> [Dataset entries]
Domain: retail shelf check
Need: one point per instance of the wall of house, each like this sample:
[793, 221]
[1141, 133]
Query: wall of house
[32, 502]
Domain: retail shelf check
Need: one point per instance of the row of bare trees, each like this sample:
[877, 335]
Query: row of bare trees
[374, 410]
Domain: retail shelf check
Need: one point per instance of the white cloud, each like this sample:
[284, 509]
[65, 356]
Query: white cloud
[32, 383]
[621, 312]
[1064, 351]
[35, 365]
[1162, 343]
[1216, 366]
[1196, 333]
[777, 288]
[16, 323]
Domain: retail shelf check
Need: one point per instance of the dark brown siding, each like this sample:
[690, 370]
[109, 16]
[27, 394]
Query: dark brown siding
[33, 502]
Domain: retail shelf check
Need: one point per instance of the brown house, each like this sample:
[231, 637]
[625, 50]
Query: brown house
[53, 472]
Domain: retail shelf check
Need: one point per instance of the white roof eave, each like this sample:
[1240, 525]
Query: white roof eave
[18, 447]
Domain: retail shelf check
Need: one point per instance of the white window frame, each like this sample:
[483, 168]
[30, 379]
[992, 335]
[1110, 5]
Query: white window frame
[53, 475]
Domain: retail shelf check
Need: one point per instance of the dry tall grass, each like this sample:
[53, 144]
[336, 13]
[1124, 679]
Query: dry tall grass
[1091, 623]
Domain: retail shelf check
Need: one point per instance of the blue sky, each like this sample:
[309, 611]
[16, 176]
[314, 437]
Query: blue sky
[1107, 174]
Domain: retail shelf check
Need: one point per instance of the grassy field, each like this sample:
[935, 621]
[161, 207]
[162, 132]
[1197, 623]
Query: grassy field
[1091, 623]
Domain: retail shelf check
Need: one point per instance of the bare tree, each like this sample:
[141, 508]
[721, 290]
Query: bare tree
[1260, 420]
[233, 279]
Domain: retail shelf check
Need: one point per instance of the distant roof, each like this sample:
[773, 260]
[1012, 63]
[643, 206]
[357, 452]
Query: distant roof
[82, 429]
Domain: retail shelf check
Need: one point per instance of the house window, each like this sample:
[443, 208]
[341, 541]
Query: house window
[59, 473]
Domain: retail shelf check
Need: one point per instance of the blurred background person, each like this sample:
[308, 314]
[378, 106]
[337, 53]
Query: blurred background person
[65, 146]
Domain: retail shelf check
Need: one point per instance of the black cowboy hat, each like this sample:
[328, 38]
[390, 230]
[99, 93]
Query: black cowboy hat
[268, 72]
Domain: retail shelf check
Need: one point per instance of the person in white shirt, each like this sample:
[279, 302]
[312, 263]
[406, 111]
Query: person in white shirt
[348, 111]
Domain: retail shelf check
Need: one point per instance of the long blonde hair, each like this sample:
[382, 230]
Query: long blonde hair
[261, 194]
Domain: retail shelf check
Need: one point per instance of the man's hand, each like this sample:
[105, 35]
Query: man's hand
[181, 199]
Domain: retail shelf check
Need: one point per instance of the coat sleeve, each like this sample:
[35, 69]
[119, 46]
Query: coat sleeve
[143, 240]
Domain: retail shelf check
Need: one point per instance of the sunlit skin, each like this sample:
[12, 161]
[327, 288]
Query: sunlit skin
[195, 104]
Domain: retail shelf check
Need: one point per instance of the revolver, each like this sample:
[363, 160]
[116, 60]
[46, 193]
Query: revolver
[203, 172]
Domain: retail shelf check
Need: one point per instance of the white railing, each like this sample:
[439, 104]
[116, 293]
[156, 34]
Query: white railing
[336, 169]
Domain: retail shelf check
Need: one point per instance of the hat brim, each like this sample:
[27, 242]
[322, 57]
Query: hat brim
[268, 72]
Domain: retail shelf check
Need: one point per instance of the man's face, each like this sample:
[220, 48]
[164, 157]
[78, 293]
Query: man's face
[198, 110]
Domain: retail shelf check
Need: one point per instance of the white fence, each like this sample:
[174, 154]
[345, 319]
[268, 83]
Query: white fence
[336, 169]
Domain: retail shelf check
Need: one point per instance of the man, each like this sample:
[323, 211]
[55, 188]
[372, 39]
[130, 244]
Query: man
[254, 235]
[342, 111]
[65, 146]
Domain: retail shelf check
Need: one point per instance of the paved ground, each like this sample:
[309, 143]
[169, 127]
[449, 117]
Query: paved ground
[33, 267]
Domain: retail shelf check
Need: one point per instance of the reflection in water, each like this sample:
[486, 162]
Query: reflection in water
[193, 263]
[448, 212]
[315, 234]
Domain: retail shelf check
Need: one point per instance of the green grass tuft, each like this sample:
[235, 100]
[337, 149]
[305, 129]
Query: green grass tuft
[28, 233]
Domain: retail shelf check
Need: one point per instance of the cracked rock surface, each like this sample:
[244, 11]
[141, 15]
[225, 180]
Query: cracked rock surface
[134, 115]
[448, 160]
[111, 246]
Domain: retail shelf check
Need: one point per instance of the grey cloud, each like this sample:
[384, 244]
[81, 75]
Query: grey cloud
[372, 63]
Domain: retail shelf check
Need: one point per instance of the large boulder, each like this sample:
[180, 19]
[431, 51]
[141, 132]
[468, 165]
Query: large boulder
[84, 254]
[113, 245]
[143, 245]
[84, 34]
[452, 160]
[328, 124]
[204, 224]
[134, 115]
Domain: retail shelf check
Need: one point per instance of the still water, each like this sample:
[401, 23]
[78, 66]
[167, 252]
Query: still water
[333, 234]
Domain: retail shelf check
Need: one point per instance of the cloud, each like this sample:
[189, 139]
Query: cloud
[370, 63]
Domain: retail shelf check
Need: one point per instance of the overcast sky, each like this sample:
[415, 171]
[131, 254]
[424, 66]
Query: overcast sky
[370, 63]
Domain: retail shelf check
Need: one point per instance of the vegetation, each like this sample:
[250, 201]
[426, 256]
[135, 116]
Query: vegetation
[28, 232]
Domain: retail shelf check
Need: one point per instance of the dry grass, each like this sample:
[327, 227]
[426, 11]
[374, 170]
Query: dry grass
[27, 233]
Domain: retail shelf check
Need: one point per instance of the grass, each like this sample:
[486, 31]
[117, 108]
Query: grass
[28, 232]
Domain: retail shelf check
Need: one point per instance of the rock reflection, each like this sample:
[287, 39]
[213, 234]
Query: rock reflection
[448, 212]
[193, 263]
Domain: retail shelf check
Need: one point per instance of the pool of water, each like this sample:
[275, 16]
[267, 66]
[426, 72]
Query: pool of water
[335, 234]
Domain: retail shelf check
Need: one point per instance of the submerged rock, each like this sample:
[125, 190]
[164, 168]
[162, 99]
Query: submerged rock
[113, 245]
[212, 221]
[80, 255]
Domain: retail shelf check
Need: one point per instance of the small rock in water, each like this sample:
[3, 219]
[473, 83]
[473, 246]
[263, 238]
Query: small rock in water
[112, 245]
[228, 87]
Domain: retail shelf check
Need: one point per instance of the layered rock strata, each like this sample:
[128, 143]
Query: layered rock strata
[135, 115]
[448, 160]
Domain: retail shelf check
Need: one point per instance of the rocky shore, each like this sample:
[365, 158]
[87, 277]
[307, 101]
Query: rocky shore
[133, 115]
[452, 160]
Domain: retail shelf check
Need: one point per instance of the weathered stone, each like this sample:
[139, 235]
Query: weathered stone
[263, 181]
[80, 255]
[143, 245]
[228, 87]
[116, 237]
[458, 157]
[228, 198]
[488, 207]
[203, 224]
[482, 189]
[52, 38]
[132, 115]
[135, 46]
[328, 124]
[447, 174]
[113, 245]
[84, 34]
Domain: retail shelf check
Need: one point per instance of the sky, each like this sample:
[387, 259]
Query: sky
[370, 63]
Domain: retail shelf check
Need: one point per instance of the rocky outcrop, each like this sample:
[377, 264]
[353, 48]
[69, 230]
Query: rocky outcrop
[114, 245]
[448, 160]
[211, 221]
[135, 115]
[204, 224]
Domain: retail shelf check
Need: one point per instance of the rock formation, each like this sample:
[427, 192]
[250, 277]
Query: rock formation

> [Instructions for the task] Show each line of the material above that contains the word "vegetation".

> [Task answer]
Need: one point per instance of the vegetation, each like this sample:
Query: vegetation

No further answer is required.